Exercise tasks:
**1.** In the virtual currency kiosk statute, condense the paragraph beginning "An application for a license under this chapter shall be accompanied by a bond" into a bulleted list that keeps its main facts.
**2.** According to the virtual currency kiosk statute, what are the lowest and highest amounts allowed for the required bond?
**3.** Extend the virtual currency kiosk statute by writing what comes after the final sentence of § 6.2-2245, subsection A.

The provisions of this chapter establish minimum standards of conduct for virtual currency kiosk operators, and no provision of this chapter shall be construed to (i) limit the authority of any county, municipality, or other political subdivision of the Commonwealth to adopt or enforce ordinances, regulations, resolutions, or rules that are more stringent than those set forth herein or (ii) preempt or nullify any local law that provides greater protections, requirements, or restrictions than those set forth herein.

§ 6.2-2241. License required.

No virtual currency kiosk operator shall (i) engage or offer to engage in a virtual currency kiosk transaction with or on behalf of any other person or (ii) locate or permit a third party to locate a virtual currency kiosk in the Commonwealth, except after first obtaining a license from the Commission pursuant to this chapter. Any virtual currency transaction made in violation of this section is void, and no person shall have the right to collect, receive, or retain any charge in connection with such transaction.

§ 6.2-2242. Application for license; form; content; fee.

A. An application for a license under this chapter shall be made in writing, under oath, and on a form provided by the Commissioner.

B. The application shall set forth:

1. The name and address of the applicant and (i) if the applicant is a partnership, firm, or association, the name and address of each partner or member; (ii) if the applicant is a corporation or limited liability company, the name and address of each director, member, registered agent, and principal; or (iii) if the applicant is a business trust, the name and address of each trustee and beneficiary;

2. The addresses of the locations of the virtual currency kiosk operator to be licensed; and

3. Such other information concerning the financial responsibility, background, experience, and activities of the applicant and its members, senior officers, directors, and principals as the Commissioner may require.

C. The application shall be accompanied by payment of an application fee of a reasonable amount that the Commission may prescribe.

D. The application fee shall not be refundable in any event. The fee shall not be abated by surrender, suspension, or revocation of the license.

§ 6.2-2243. Bond required.

An application for a license under this chapter shall be accompanied by a bond filed with the Commissioner with corporate surety authorized to execute the bond in the Commonwealth and in the principal amount as determined by the Commission. The amount of the bond shall be not less than $1,000 nor more than $25,000. The form of the bond shall be approved by the Commission. The bond shall be continuously maintained thereafter in full force, and the Commission may require the principal amount to be adjusted as it deems necessary. The bond shall be conditioned upon the licensee performing all written agreements with consumers and conducting the licensed business in conformity with this chapter and all applicable law. Any person who may be damaged by noncompliance of the licensee with any condition of the bond may proceed on the bond against the principal or surety thereon, or both, to recover damages. The aggregate liability under the bond shall not exceed the penal sum of the bond.

§ 6.2-2244. Investigation of applications.

The Commissioner may make such investigations as he deems necessary to determine if the applicant has complied with all applicable provisions of law and regulations adopted thereunder.

§ 6.2-2245. Qualifications.

A. Upon the filing and investigation of an application for a license, and compliance by the applicant with the provisions of §§ 6.2-2242 and 6.2-2243, the Commission shall issue and deliver to the applicant the license to engage in business under this chapter at the locations specified in the application if it finds that the financial responsibility, character, reputation, experience, and general fitness of the applicant and its members, senior officers, directors, trustees, and principals are such as to warrant belief that the business will be operated efficiently and fairly, in the public interest, and in accordance with law.

(Image object location entries)
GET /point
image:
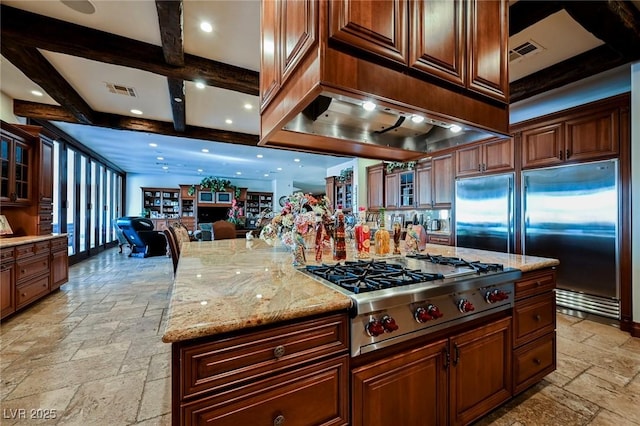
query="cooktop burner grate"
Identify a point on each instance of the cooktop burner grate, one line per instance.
(458, 262)
(363, 276)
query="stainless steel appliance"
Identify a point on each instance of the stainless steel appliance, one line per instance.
(571, 213)
(484, 214)
(405, 297)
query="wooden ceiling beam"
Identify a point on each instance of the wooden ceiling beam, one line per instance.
(55, 113)
(36, 67)
(19, 27)
(170, 19)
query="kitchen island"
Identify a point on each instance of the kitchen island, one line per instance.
(256, 341)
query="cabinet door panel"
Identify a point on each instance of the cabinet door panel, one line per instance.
(592, 137)
(543, 146)
(488, 37)
(406, 389)
(309, 396)
(468, 161)
(375, 27)
(481, 373)
(269, 72)
(424, 181)
(437, 39)
(442, 181)
(298, 33)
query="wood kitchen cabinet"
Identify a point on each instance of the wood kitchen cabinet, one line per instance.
(375, 187)
(585, 136)
(488, 157)
(534, 324)
(403, 389)
(295, 373)
(449, 381)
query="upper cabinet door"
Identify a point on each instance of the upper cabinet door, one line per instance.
(488, 49)
(375, 27)
(299, 33)
(269, 71)
(437, 43)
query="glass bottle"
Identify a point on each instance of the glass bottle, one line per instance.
(363, 235)
(382, 237)
(319, 237)
(339, 242)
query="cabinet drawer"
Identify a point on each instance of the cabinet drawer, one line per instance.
(230, 361)
(534, 317)
(7, 255)
(31, 291)
(535, 283)
(534, 361)
(59, 244)
(32, 267)
(315, 395)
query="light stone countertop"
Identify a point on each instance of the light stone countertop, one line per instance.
(6, 242)
(228, 285)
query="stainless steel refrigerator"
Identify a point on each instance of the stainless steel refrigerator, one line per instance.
(484, 215)
(571, 213)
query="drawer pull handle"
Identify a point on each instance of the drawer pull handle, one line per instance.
(278, 352)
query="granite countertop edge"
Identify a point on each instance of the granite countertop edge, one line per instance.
(229, 285)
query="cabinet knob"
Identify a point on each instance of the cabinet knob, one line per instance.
(278, 421)
(278, 351)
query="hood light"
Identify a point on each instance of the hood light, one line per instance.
(369, 106)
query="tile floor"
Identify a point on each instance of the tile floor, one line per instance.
(92, 352)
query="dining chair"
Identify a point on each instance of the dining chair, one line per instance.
(223, 230)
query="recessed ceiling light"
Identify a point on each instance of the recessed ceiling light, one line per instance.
(206, 27)
(369, 106)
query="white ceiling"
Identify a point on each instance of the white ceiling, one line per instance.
(234, 40)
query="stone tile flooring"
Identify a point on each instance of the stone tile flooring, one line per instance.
(92, 352)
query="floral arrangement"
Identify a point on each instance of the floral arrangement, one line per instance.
(235, 213)
(296, 219)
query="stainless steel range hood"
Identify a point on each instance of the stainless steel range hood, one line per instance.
(345, 118)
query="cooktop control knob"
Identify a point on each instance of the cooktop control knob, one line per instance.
(465, 306)
(374, 328)
(389, 324)
(496, 295)
(434, 311)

The responses:
**1.**
- A license application must come with a bond filed with the Commissioner, backed by a corporate surety authorized to execute it in the Commonwealth.
- The Commission sets the principal amount, which must be between $1,000 and $25,000, and approves the bond's form.
- The bond must stay in full force continuously, and the Commission may require the amount to be adjusted as it deems necessary.
- The bond is conditioned on the licensee performing all written agreements with consumers and complying with this chapter and all applicable law.
- Anyone damaged by the licensee's noncompliance may proceed on the bond against the principal, the surety, or both.
- Total liability under the bond cannot exceed its penal sum.

**2.** The bond must be at least $1,000 and no more than $25,000.

**3.**
B. If the Commission fails to make such findings, no license shall be issued and the Commissioner shall notify the applicant of the denial and the reasons for such denial.

§ 6.2-2246. Licenses; place of business; changes.

A. Each license shall state the licensee's principal place of business and the legal name of the licensee as well as any fictitious name by which the licensee is operating in the Commonwealth. Licenses shall not be transferable or assignable, by operation of law or otherwise. No licensee shall use or permit any name to appear on a virtual currency kiosk other than the legal name or fictitious name set forth on the license issued by the Commission.

B. No licensee shall open an additional virtual currency kiosk or relocate any virtual currency kiosk without providing written notice to the Commission within 10 days after such opening or relocation.

C. Every licensee shall notify the Commissioner in writing within 10 days after the removal or deactivation of any virtual currency kiosk and, if applicable, of the name, address, and position of each new senior officer, member, partner, or director and provide any other information with respect to any change as the Commissioner may reasonably require.

D. Every license shall remain in force until it is surrendered, revoked, or suspended. The surrender, revocation, or suspension of a license shall not affect any preexisting legal right or obligation of such licensee.

§ 6.2-2247. Acquisition of control; application.

A. Except as provided in this section, no person shall acquire, directly or indirectly, 25 percent or more of the voting shares of a corporation or 25 percent or more of the ownership of any other licensee under this chapter unless such person has:

1. Filed an application with the Commission in such form as the Commissioner may prescribe from time to time;

2. Delivered such other information to the Commissioner as the Commissioner may require concerning the financial responsibility, background, experience, and activities of the applicant, its directors, senior officers, trustees, beneficiaries, principals, and members, and any proposed new directors, senior officers, principals, or members of the licensee; and

3. Paid such application fee as the Commission may prescribe.

B. Upon the filing and investigation of an application, the Commission shall permit the applicant to acquire the interest in the licensee if it finds that the applicant and its directors, senior officers, members, trustees, beneficiaries, and principals, and any proposed new directors, senior officers, principals, or members of the licensee have the financial responsibility, character, reputation, experience, and general fitness to warrant belief that the business will be operated efficiently and fairly, in the public interest, and in accordance with law. The Commission shall grant or deny the application within 60 days from the date a completed application accompanied by the required fee is filed unless the period is extended by the Commissioner reciting the reasons for the extension. If the application is denied, the Commission shall notify the applicant of the denial and the reasons for the denial.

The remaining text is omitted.